Série d'exercices –
**A)** Relevez toutes les personnes nommées dans l'article sur Gilles Sierro, sauf Gilles Sierro lui-même.
**B)** D'après l'article sur Gilles Sierro, quel âge a-t-il ?
**C)** Poursuivez, s'il vous plaît, l'article sur Gilles Sierro après sa dernière phrase.
======== Extrait choisi
Gilles Sierro

« Ne plus pouvoir skier ? Pire que la mort »

Auteur
Laurent Grabet
Copyright
David Carlier
Parution
27.12.2018
Gilles Sierro
Gilles Sierro
Gilles Sierro

Le grand public a fait sa connaissance en 2015 dans le film « 13 Faces du Valais » de son ami David Carlier. « Gilles le skieur » y descendait la vertigineuse face Est de sa chère Dent Blanche. Toujours prêt à une nouvelle folie, le guide et skieur de l'extrême hérensard s’explique sur l’étrange passion qui l’habite.

« La plus banale des journées de ski sera toujours plus belle que n’importe quelle autre journée… » D’emblée, Gilles Sierro avoue une passion qui le consume. De sa bouche même : une authentique addiction. À vrai dire, on ne peut guère être surpris : de son surnom (« Gilles le skieur »), connu de tous, à son t-shirt « Pray for snow », fièrement arboré, les indices ne manquent pas !
Le Hérensard, âgé de 39 ans, se confronte parfois à des pentes de plus de 55 degrés. Un univers impitoyable où la moindre chute a toutes les chances de conduire à la mort. Gilles Sierro le sait et l’accepte. « J’ai réfléchi en profondeur à tout cela », précise-t-il, avant d’ajouter, comme une évidence : « ne plus pouvoir skier serait pire que la mort ». Le plus déstabilisant pour lui ? L’accident grave, mais pas fatal, qui cloue dans un fauteuil et force à renoncer à l’appel de la montagne.
Gilles Sierro n’est pas fou, ni même tête brûlée. Il ne prend pas de risque inutile. « Je ne fais pas du ski extrême pour prouver quoi que ce soit à qui que ce soit – ni d’ailleurs à moi-même. En fait, je n’aime pas trop cet adjectif ‘extrême’, qui suggère une montagne fantasmée. Je veux juste vivre l’intensité rare inhérente à ces moments-là… » La fierté est présente, bien sûr, lorsqu’il réussit une descente « raide, directe et expo », comme celle de la face Est de la Dent Blanche en juin 2013. « Cela faisait huit ans qu’on en rêvait avec Olivier Roduit et Yannick Pralong, chaque matin, chaque fois que l’on regardait par la fenêtre. Mais nous avons attendu deux jours pour gonfler les pectoraux et révéler l’affaire. » Difficile de se dégager du miroir aux alouettes, mais Gilles Sierro sait résister. « Cette phase égotique d’après-exploit est dangereuse ; c’est elle qui pousse dans la fuite en avant et vers la faute », explique-t-il. Ce piège est devenu classique. Avec la place grandissante des réseaux sociaux, « faire savoir » semble être devenu plus important que « faire ». Plusieurs sportifs extrêmes en sont morts. Gilles Sierro a trouvé sa solution : pour éviter toute pression délétère, il a toujours refusé de toucher de l’argent de ses sponsors pour se lancer dans telle ou telle autre descente.
================
======== Données fournies
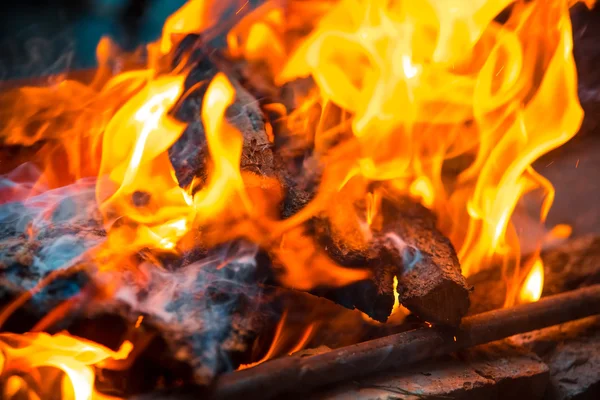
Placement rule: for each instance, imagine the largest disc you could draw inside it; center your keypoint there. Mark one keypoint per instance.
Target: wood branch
(431, 284)
(189, 155)
(493, 371)
(406, 244)
(285, 375)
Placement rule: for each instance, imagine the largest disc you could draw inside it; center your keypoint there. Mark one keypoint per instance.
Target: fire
(438, 99)
(22, 354)
(281, 340)
(531, 290)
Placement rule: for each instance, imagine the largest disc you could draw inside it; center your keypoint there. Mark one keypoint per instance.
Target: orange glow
(432, 99)
(75, 357)
(533, 285)
(280, 340)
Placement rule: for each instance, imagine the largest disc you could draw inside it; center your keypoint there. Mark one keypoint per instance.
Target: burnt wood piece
(296, 374)
(492, 371)
(570, 265)
(571, 352)
(406, 244)
(189, 154)
(431, 284)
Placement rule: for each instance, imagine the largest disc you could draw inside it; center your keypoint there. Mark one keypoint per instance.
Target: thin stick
(297, 374)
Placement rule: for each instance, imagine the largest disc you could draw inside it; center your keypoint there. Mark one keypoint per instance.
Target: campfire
(275, 190)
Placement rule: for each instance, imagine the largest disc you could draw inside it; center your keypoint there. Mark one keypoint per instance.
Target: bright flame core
(531, 290)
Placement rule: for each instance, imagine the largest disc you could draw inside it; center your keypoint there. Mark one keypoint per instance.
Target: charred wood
(189, 155)
(496, 370)
(295, 374)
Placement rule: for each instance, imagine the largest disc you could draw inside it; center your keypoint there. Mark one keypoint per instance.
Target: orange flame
(75, 357)
(437, 99)
(533, 285)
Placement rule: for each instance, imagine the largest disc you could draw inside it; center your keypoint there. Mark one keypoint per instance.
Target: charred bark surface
(189, 155)
(431, 284)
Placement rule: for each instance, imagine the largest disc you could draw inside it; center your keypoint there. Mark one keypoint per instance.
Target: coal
(189, 154)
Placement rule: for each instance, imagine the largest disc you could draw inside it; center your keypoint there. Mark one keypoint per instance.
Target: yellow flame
(75, 357)
(531, 291)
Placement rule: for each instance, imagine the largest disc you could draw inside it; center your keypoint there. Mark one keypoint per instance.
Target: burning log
(495, 370)
(408, 245)
(189, 155)
(294, 374)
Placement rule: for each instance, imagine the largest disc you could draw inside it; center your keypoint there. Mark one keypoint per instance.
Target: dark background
(46, 37)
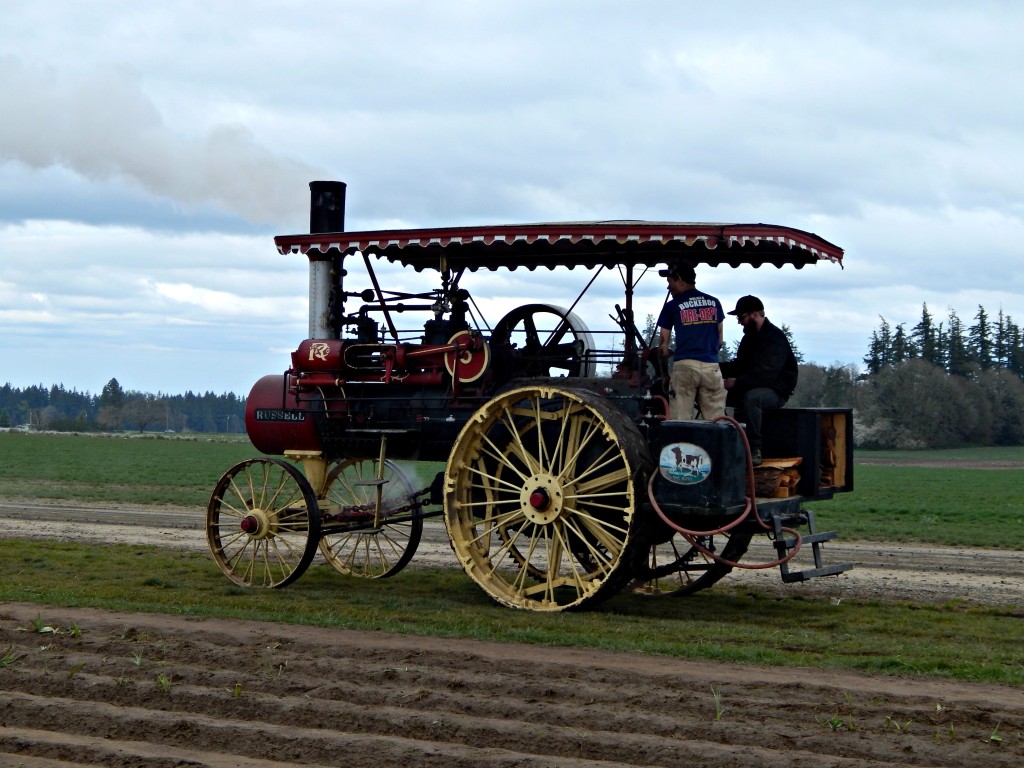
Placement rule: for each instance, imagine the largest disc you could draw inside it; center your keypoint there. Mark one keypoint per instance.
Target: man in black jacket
(764, 373)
================
Exercices corrigés –
**A)** Laurent Grabet, David Carlier, Olivier Roduit, Yannick Pralong

**B)** Il a 39 ans.

**C)**
Un plaisir quasi mystique
Exit la gloire. Le véritable moteur de Gilles Sierro réside dans le plaisir quasi mystique qu’il ressent dans les pentes vierges. À la montée comme à la descente. Ce qu’il apprécie plus que tout ? La concentration intense qui l’envahit, le quotidien qui s’évapore devant la beauté des cimes, la communion avec elles – et une fulgurante clairvoyance, « un peu comme ce que doit ressentir un grimpeur qui fait du free solo ». La notion du risque reste palpable, mais enfouie au fond des tripes. « De telles descentes exigent d’être affuté physiquement, techniquement mais aussi et surtout mentalement. En réalité, c’est aussi une descente en soi en quête de ses limites… » (...)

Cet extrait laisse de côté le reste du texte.